• [EXCERPTED TEXT]:
North Carolina Lawyers Weekly Staff//July 12, 2023//
North Carolina Lawyers Weekly Staff//July 12, 2023//
The plaintiff-professor’s comments at a faculty meeting and in an email to faculty were job-related, so he was speaking as an employee rather than as a citizen. While his comments on his personal blog dealt with matters of public concern, he has failed to sufficiently allege that actions taken against him ten months later were causally related to his blog post.
We affirm the district court’s dismissal of plaintiff’s complaint.
Facts
A faculty meeting in the spring of 2016 addressed a proposal to add a question about diversity to student course evaluations. Plaintiff suggested that the proposal had been made without proper research. This incident led to plaintiff being labeled a “bully.”
In April 2018, a journal article criticized the faculty’s search to fill a position. Plaintiff sent out a faculty-wide email with a link to the article and a sarcastic comment to the search committee chair: “Keep up the good work, Alyssa!”
In September 2018, plaintiff criticized the Association for the Study of Higher Education (ASHE) with a personal blog post entitled, “ASHE Has Become a Woke Joke.” The blog post stirred controversy on social media, and the keynote speaker at an ASHE conference referred to the post. Penny Pasque, the then-head of the department in which plaintiff served, asked plaintiff to address students’ concerns about his blog post, but plaintiff failed to do so.
The department was reorganized, removing plaintiff from his program area. Plaintiff filed suit, alleging defendants had taken adverse employment action against him because of his protected speech.

• [TASK PROMPT]: Please continue the case summary about the professor's free-speech lawsuit from where it stops.

• [PROVIDED DATA]:
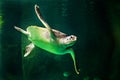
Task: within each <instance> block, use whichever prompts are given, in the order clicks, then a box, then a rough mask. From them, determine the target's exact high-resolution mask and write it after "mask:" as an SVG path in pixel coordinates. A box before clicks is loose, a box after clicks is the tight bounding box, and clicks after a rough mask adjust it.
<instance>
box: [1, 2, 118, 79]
mask: <svg viewBox="0 0 120 80" xmlns="http://www.w3.org/2000/svg"><path fill="white" fill-rule="evenodd" d="M35 4H38V5H39V6H40V9H41V13H42V15H43V17H44V19H45V20H46V21H47V22H48V24H49V25H50V26H51V27H52V28H54V29H57V30H60V31H62V32H64V33H66V34H69V35H70V34H74V35H76V36H77V37H78V41H77V43H76V44H75V45H74V47H73V49H74V51H75V55H76V61H77V66H78V68H80V70H81V71H80V75H77V74H76V73H75V71H74V66H73V62H72V59H71V57H70V55H64V56H58V55H53V54H50V53H48V52H46V51H44V50H42V49H40V48H37V47H36V48H35V49H34V50H33V51H32V53H31V54H30V55H29V56H28V57H26V58H24V57H23V54H24V51H25V46H26V45H28V44H29V43H30V42H29V41H28V40H27V37H26V36H24V35H23V34H21V33H19V32H17V31H16V30H15V29H14V25H16V26H19V27H21V28H23V29H26V28H27V27H28V26H30V25H38V26H43V25H42V24H41V22H39V20H38V19H37V16H36V14H35V12H34V5H35ZM0 16H1V17H0V80H120V2H119V1H118V0H0ZM65 73H66V74H67V75H66V76H65V75H64V74H65Z"/></svg>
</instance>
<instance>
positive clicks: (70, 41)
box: [63, 35, 77, 47]
mask: <svg viewBox="0 0 120 80" xmlns="http://www.w3.org/2000/svg"><path fill="white" fill-rule="evenodd" d="M76 40H77V37H76V36H74V35H70V36H67V37H65V38H64V39H63V43H64V44H66V45H67V47H70V46H73V45H74V44H75V42H76Z"/></svg>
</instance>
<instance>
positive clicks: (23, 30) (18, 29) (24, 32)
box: [14, 26, 29, 35]
mask: <svg viewBox="0 0 120 80" xmlns="http://www.w3.org/2000/svg"><path fill="white" fill-rule="evenodd" d="M14 28H15V29H16V30H17V31H20V32H21V33H23V34H25V35H29V33H28V32H27V31H25V30H23V29H21V28H19V27H17V26H14Z"/></svg>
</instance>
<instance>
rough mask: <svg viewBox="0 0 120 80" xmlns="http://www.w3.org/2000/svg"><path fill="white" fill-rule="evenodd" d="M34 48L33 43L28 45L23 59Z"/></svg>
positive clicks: (27, 54) (32, 49)
mask: <svg viewBox="0 0 120 80" xmlns="http://www.w3.org/2000/svg"><path fill="white" fill-rule="evenodd" d="M34 47H35V46H34V44H33V43H30V44H29V45H28V46H26V50H25V54H24V57H27V56H28V55H29V54H30V52H31V51H32V50H33V48H34Z"/></svg>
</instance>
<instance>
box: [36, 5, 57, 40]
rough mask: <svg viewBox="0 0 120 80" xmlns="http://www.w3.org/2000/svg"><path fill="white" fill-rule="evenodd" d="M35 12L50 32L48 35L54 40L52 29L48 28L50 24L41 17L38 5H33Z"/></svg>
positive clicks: (53, 33) (53, 36)
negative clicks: (48, 24) (34, 9)
mask: <svg viewBox="0 0 120 80" xmlns="http://www.w3.org/2000/svg"><path fill="white" fill-rule="evenodd" d="M35 12H36V14H37V17H38V18H39V20H40V21H41V22H42V23H43V25H44V26H45V27H46V28H47V29H48V30H49V32H50V35H51V37H52V38H53V39H54V40H56V37H55V35H54V33H53V31H52V29H51V28H50V26H49V25H48V24H47V22H46V21H45V20H44V19H43V18H42V15H41V13H40V10H39V6H38V5H35Z"/></svg>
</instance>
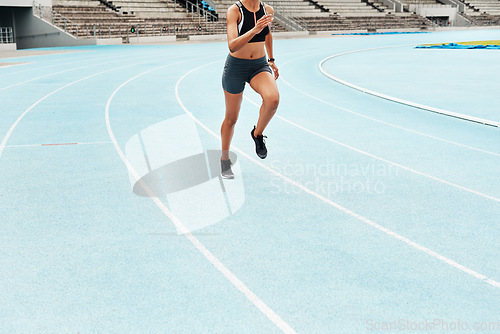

• [ANSWER SECTION]:
Analysis
The survey question comment and the faculty hiring email were unprotected speech. With respect to the survey question, plaintiff describes the incident as “nothing more that doing his job.” This clearly does not equate to a matter of public concern. While plaintiff’s speech was in his capacity as an employee, it was not a product of his teaching or scholarship.
The faculty hiring email expressed no viewpoint and made no mention of policy or anything else that might be of public concern. Instead, it was an unprofessional attack on one of plaintiff’s colleagues, sent only to other faculty members within the department. And it plainly was unrelated to plaintiff’s teaching or scholarship.
Both the survey question incident and the faculty hiring email addressed matters of personal interest and complaints over internal office affairs, rather than matters of public concern. And plaintiff’s speech was not related to his scholarship or teaching. Therefore, neither was protected speech.
As for the “Woke Joke” blog post, plaintiff has failed to show a temporal relationship between the post and the departmental reorganization. In fact, plaintiff’s complaint makes clear that he was removed from his program area because of his ongoing lack of collegiality, not because of the content of his blog post.
We cannot conclude that plaintiff has sufficiently alleged that the “Woke Joke” blog post was a “but for” cause of his removal from his program area.
Affirmed.
Dissent
(Richardson, J.) The mere fact that plaintiff chose to speak within the faculty context does not mean that he was speaking as an employee instead of a private citizen. Furthermore, it is hard to believe it was plaintiff’s job duty to make the comments he made.
There has been a wide-ranging public debate about how colleges ought to emphasize diversity, equity and inclusion. Reading the complaint in the light most favorable to plaintiff shows that its subject matter was well within the realm of this public debate.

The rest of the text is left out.